§ TASKS FOR THIS EXERCISE
a. Summarize the stargazing account below in two sentences.
b. From the stargazing account below, reproduce the passage starting at "Next up was" and ending at "quite a view.".
c. Rewrite the paragraph of the stargazing account below that begins "Next up was a trip to the Fornax Galaxy Cluster" as a short bulleted list that keeps its main facts.

§ PAGE EXCERPT
While Doug was having a close encounter with the local wildlife I was losing myself in the naked eye splendour of the incredible night sky that the Desert Lodge enjoys.  I followed the silver river of the Milky Way, arching across the sky from northern to southern horizon when my eyes were drawn to a concentrated brightening within the star clouds approximately 25 degrees above the south-eastern horizon.  I was expecting a very conspicuous brightening in the Milky Way of another famous southern gem to be well placed later in the night, but this was early.  Curiosity very quickly getting the better of me, I abandoned my naked eye voyage around the night sky and returned to the scope, slewing to the object of intrigue.  The view that greeted me was spectacular.   The field exploded with stars and was dominated by two bright stars of approximately 5 to 6th magnitude with distinct red hues.  The cluster filled the widest field I could achieve with the available eyepieces at a little over 0.5 degrees.   As I took in the view, something about it felt very familiar but I was certain I had not observed this cluster before, or at least not enough to generate the feelings of familiarity.  How I failed to add this open cluster to my target list I will never know, but a quick consultation of my star charts identified the cluster as NGC 2516 /Caldwell 96.  Further investigation using the Sky Safari App answered the question of why I felt like I was seeing an old friend.  The cluster is informally known as the Southern Beehive and returning to eyepiece it was obvious why.  The densest part of the cluster is rather box like in structure with streams of dimmer stars radiating away from the core and is certainly reminiscent of its name sake, M44 in Cancer.  Doug had by now returned with some tea and shared the story of his oryx confrontation while taking in the view of this wonderful open cluster.

After spending some time enjoying the treasures of our own galaxy we decided to move on to a number of other “island universes” in the Phoenix, Grus, Fornax and Cetus region of the sky.  With these constellations all passing near the zenith, it was the optimum time to view some of the Milky Way’s neighbours.  We started with the Grus Triplet, made up of NGC 7582, 7590 and 7599.  This wonderful triplet is located near the star Phi Gruis.  NGC 7582 immediately dominates the view upon initial inspection being far larger and brighter than the two companions though all three were obvious, compressed into a field little more than 10 arcminutes across.  NGC7582 showed a clear spindle shape with a fairly bright stellar like core and some structure either side of the nucleus.  Though NGC 7590 is dimmer by a few tenths of a magnitude than NGC 7599, it is more obvious thanks to its bright Seyfert core which is surrounded by a hazy oval approximately 2 arcminutes on the long axis.

Next up was a trip to the Fornax Galaxy Cluster. Only beaten by the Virgo Cluster, the Fornax Cluster is the second richest group of galaxies within 100 million light years of the Milky Way.  The cluster is dominated by two bright elliptical galaxies, only 8 arcminutes apart, of NGC 1399 and NGC 1404 and 17 fairly bright galaxies are found within a two degree field centred on NGC 1399.  I would argue that it is visually more impressive than the Virgo Cluster centred on M84 and M86 as a similar number of bright galaxies are more in a more compact arrangement.  Taking a bit of a tour round this whole group, the most impressive view was taking in three fairly bright galaxies in the same field of the 32mm plossl (NGC 1373, 1374 and 1375).  While all 3 are elliptical, and showed no structure other than concentrated cores with bright halos, the overall field presented quite a view.

§ EXTRACTED ENTRIES
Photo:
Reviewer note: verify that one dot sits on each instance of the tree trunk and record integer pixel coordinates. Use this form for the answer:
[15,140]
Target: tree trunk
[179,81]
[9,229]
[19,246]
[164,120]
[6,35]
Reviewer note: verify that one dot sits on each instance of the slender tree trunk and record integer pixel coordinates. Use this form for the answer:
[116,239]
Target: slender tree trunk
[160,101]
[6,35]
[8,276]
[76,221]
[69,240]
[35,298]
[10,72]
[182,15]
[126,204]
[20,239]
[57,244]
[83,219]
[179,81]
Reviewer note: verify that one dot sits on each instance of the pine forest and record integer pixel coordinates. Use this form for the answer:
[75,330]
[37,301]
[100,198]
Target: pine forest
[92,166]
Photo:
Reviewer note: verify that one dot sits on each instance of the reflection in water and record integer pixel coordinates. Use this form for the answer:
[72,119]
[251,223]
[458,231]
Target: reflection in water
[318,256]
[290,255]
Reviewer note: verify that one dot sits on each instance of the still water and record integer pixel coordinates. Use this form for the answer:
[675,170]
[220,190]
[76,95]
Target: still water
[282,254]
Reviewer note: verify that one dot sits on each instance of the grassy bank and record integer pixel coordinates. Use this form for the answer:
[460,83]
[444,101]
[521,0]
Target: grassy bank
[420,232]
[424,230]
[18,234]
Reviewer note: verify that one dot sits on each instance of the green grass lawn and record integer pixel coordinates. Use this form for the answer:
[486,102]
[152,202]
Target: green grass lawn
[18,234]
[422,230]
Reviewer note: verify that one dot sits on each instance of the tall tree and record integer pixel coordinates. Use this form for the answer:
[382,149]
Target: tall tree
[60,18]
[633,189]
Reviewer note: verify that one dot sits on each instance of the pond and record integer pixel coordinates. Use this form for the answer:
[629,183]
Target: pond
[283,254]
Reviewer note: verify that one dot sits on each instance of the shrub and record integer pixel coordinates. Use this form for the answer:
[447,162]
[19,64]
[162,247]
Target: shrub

§ TASK-BY-TASK ANSWERS
a. From the Desert Lodge, the writer noticed a concentrated brightening in the Milky Way and identified it as the open cluster NGC 2516, informally called the Southern Beehive because it resembles M44 in Cancer. The observers then turned to galaxies near the zenith, including the Grus Triplet and the Fornax Galaxy Cluster, which the writer finds visually more impressive than the Virgo Cluster.

b.
Next up was a trip to the Fornax Galaxy Cluster. Only beaten by the Virgo Cluster, the Fornax Cluster is the second richest group of galaxies within 100 million light years of the Milky Way.  The cluster is dominated by two bright elliptical galaxies, only 8 arcminutes apart, of NGC 1399 and NGC 1404 and 17 fairly bright galaxies are found within a two degree field centred on NGC 1399.  I would argue that it is visually more impressive than the Virgo Cluster centred on M84 and M86 as a similar number of bright galaxies are more in a more compact arrangement.  Taking a bit of a tour round this whole group, the most impressive view was taking in three fairly bright galaxies in the same field of the 32mm plossl (NGC 1373, 1374 and 1375).  While all 3 are elliptical, and showed no structure other than concentrated cores with bright halos, the overall field presented quite a view.

c.
- The Fornax Cluster is the second richest group of galaxies within 100 million light years of the Milky Way, after the Virgo Cluster.
- It is dominated by two bright elliptical galaxies, NGC 1399 and NGC 1404, only 8 arcminutes apart.
- 17 fairly bright galaxies lie within a two degree field centered on NGC 1399.
- The writer considers it visually more impressive than the Virgo Cluster because a similar number of bright galaxies sit in a more compact arrangement.
- The best view was three fairly bright elliptical galaxies (NGC 1373, 1374 and 1375) in the same field of the 32mm Plossl.
- They showed only concentrated cores with bright halos, but the overall field was impressive.